Entries provided »
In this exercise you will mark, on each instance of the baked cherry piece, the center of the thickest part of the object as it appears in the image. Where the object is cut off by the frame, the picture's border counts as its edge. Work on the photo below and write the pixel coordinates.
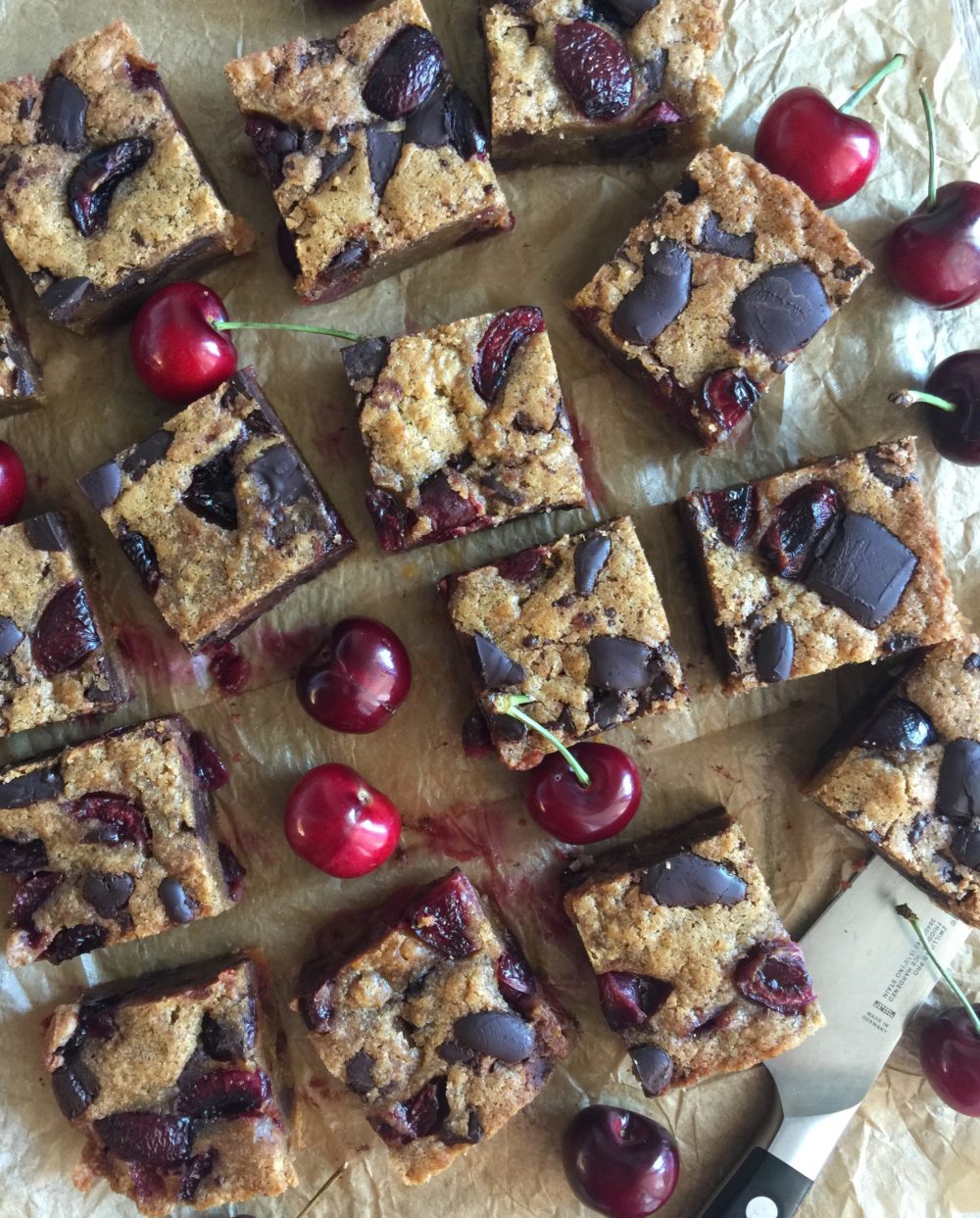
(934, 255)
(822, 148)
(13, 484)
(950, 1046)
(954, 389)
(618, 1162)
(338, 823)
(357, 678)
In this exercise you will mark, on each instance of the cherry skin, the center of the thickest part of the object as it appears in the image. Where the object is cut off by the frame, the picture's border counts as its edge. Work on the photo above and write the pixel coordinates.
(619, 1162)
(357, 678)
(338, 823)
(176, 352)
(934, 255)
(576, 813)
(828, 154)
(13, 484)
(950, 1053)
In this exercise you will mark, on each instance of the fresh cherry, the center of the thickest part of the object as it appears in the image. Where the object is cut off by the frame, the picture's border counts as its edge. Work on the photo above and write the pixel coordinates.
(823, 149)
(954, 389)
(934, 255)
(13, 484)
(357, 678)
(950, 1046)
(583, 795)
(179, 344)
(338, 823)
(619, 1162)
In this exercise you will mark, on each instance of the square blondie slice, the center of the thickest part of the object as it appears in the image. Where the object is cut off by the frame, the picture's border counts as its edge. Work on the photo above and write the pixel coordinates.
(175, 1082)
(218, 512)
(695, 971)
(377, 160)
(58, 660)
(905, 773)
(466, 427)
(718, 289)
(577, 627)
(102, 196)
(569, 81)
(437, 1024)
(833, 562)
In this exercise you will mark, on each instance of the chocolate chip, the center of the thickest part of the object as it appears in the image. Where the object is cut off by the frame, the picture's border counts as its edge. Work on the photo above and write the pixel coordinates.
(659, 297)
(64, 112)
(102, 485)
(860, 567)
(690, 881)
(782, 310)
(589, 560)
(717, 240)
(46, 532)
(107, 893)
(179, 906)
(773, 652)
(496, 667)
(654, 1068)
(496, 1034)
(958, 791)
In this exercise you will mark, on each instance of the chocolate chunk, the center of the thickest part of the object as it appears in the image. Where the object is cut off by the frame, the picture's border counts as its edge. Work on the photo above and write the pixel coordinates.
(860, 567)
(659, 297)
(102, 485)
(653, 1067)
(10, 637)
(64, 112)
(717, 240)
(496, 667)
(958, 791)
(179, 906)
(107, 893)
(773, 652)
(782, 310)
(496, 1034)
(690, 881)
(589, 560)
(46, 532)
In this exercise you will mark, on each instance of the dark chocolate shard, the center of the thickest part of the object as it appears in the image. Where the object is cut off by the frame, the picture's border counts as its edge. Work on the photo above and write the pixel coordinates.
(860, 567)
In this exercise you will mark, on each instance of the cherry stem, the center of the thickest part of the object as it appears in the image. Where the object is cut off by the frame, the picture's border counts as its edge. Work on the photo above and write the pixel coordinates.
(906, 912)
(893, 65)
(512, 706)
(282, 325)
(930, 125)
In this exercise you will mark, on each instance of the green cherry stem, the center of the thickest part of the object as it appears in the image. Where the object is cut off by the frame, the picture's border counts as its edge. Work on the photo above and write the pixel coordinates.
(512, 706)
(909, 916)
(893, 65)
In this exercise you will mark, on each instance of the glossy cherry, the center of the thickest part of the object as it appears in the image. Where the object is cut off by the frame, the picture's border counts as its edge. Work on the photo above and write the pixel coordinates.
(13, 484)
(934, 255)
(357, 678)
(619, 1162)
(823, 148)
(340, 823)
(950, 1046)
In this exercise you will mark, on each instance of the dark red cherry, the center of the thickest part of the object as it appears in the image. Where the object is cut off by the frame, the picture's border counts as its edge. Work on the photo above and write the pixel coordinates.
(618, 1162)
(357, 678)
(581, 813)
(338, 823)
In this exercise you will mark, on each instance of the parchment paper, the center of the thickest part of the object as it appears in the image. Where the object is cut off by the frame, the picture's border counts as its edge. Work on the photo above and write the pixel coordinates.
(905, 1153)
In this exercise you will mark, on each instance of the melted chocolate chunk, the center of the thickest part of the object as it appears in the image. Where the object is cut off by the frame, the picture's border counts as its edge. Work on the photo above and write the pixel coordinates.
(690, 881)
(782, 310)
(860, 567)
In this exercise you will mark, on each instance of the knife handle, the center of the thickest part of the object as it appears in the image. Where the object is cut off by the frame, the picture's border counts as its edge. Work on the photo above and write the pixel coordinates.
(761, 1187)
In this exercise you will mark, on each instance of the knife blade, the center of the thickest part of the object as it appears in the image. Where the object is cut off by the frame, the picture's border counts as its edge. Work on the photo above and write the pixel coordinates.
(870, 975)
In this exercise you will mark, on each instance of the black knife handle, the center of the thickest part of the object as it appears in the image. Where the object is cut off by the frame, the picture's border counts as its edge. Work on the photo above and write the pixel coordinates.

Work task » Set the whole listing down again unchanged, apart from the pictures, which are omitted.

Task output »
In this exercise you will mark, on each instance of the baked cherry piece, the center of the thickest part of the object as it appears in the image. Where the object is cut off by the frame, the picture's border counts as its edge. Work on the photo below and write the pixel coordinates.
(934, 255)
(822, 148)
(13, 484)
(950, 1046)
(954, 389)
(618, 1162)
(338, 823)
(357, 678)
In this exercise you will mark, on each instance of the cherry skin, the center of the thickest part of the object as it appears in the image. Where the object is cut off by the frame, the picture's border counts as its edge. Work on the photo above and write the pixel coordinates.
(619, 1162)
(357, 678)
(338, 823)
(176, 352)
(934, 255)
(576, 813)
(828, 154)
(13, 484)
(950, 1053)
In this exercise you will mark, on each instance of the fresh cherry, the center of the thickest part of the object as it appears in the image. Where the object is cut off by the frame, the picture's border counts as its edge. Work on the photo above and write the pixel coordinates.
(823, 149)
(954, 389)
(934, 255)
(13, 484)
(357, 678)
(950, 1046)
(583, 795)
(179, 344)
(338, 823)
(619, 1162)
In this exercise you will mark, on each instance of the square blondie slice, the center of the thickest part of the object as it appears in the image. Where the object is cut off by the frame, the picture's border counts as its edge. Work on the photo above and write the pixel coordinates.
(175, 1082)
(218, 512)
(695, 971)
(377, 160)
(58, 660)
(905, 773)
(466, 427)
(718, 289)
(577, 627)
(102, 196)
(569, 81)
(437, 1024)
(833, 562)
In this exercise you will mark, on each instance of the chocolate chip, the center of the thickest part of the object as it appears in the image. Where the object is cut off by the frame, the picture's border counts as its edge. Work on the photo above and write the pixel coordinates.
(659, 297)
(64, 112)
(102, 485)
(860, 567)
(690, 881)
(782, 310)
(589, 560)
(717, 240)
(46, 532)
(107, 893)
(179, 906)
(773, 652)
(496, 667)
(654, 1068)
(496, 1034)
(958, 791)
In this exercise you will mark, on each instance of the chocolate chunk, the center of the thickest part of the object as it appears in the image. Where the object is cut off by the frame, the picture's border counts as its edge. Work on the photo above and write the pixel coordinates.
(860, 567)
(659, 297)
(102, 485)
(653, 1067)
(10, 637)
(64, 112)
(717, 240)
(496, 667)
(958, 791)
(179, 906)
(107, 893)
(773, 652)
(782, 310)
(496, 1034)
(690, 881)
(589, 560)
(46, 532)
In this exercise you will mark, on each instance of the dark chocolate shard, the center of the thickest part of the object as it appears in the image. Where the object is cut off by the frame, the picture's border counts as its edge. Work on the photo above and write the pixel coordinates.
(860, 567)
In this exercise you will mark, on each instance of the cherry stem, the center of the thickest part of the object as it appears in the image. Where the object is cut off by the frame, the picture's border counts as its edge. Work on the photo above and write the pixel coordinates.
(906, 912)
(893, 65)
(512, 706)
(282, 325)
(930, 125)
In this exercise you will mark, on each instance of the green cherry stem, the center of the thickest part of the object as it appears in the image. Where the object is cut off by the frame, the picture's border counts as its edge. Work on the photo above and write the pixel coordinates.
(512, 706)
(909, 916)
(893, 65)
In this exercise you will mark, on each instance of the glossy cherry, the center of the thickest part of the object as it appears in the image. Where the object is cut off by the frame, the picture's border counts as its edge. Work on the photo above and write the pixel coordinates.
(13, 484)
(934, 255)
(357, 678)
(619, 1162)
(823, 148)
(340, 823)
(950, 1046)
In this exercise you will mark, on each instance of the dark red cherry, the center of the thickest part of the object as it appears in the image. Where the object is cut off by the frame, the picture's border counts as its edge. Work on the photo above and write the pixel coordinates.
(618, 1162)
(357, 678)
(581, 813)
(338, 823)
In this exercise you will mark, on each instance of the parchment paper, the center of the thickest part of the object as it appears in the image. Where the object is cut off by the frame, the picture's border counts as its edge. Work on the photo above and write the pixel coordinates.
(905, 1153)
In this exercise you will mark, on each instance of the melted chocolate chunk, the center of the thickest part of the object as it appears in the image. Where the object is cut off by the frame, the picture's border counts as its edge. Work on the photo above and write the pixel coordinates.
(690, 881)
(782, 310)
(860, 567)
In this exercise you will mark, on each instance of the knife handle, the center of the thickest part of the object as it appears in the image. Where the object is cut off by the frame, the picture's border counts as its edge. Work on the photo above and write the pixel coordinates.
(761, 1187)
In this exercise you will mark, on each instance of the knife blade, the center of the thickest part of the object as it appears in the image. Where the object is cut off by the frame, the picture's border counts as its edge. Work on the photo above and write the pixel coordinates.
(870, 975)
In this exercise you will mark, on each instance of the black knife handle, the center of the thickest part of the object as it appears in the image. Where the object is cut off by the frame, the picture's border counts as its edge. Work on the photo above and write the pixel coordinates.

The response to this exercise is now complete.